*REQUIREMENT*. Copy each of the entries below word for word, keeping every line in its original order.

*RECORD EXCERPTS*.

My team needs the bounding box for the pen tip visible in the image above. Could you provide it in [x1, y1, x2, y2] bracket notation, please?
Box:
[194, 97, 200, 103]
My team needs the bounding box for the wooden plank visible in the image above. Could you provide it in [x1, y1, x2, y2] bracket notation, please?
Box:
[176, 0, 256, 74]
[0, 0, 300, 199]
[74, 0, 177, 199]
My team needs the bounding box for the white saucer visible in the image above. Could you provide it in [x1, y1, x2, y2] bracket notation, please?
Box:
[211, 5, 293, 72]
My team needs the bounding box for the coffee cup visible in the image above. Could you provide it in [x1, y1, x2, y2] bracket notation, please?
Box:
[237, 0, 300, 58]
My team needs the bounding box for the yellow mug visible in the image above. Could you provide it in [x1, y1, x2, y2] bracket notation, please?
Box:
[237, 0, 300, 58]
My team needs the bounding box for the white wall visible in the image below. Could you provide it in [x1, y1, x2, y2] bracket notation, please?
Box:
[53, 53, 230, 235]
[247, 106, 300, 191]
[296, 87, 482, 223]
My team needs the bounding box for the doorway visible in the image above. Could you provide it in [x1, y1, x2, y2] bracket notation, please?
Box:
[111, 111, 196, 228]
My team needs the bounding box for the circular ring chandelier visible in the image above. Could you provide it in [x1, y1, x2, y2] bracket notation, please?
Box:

*FULL RESPONSE*.
My team needs the bounding box for the pen tip visible in the image above. Could you provide it in [x1, y1, x2, y2] bracket notation, please?
Box:
[194, 97, 200, 103]
My team needs the bounding box for the wooden plank visible in the image above. Could you provide it in [x1, y1, x2, y2] bracket notation, please?
Box:
[176, 0, 256, 74]
[0, 0, 300, 199]
[74, 0, 177, 199]
My team needs the bounding box for the white saucer visible in the image above. Could you provide it in [x1, y1, x2, y2] bracket notation, please?
Box:
[211, 5, 293, 72]
My team needs the bounding box for the coffee cup visible in the image above. Could you provide it in [x1, y1, x2, y2] bracket notation, please?
Box:
[237, 0, 300, 58]
My team needs the bounding box for the yellow mug visible in the image above. Could you provide it in [x1, y1, x2, y2] bracket notation, please?
Box:
[237, 0, 300, 58]
My team needs the bounding box for the white wall visible in the image below. Could you provide it in [x1, y1, x2, y2] bracket notation, please?
Box:
[53, 53, 230, 235]
[247, 106, 300, 191]
[296, 87, 482, 223]
My team needs the bounding box for the doorway visible in the image above. Could you provide it in [x1, y1, x2, y2] bracket notation, please?
Box:
[111, 111, 196, 228]
My team needs the bounding box for the circular ring chandelier visible in the image above. Could you provide it in [x1, y1, x2, y2] bracket notation, please?
Box:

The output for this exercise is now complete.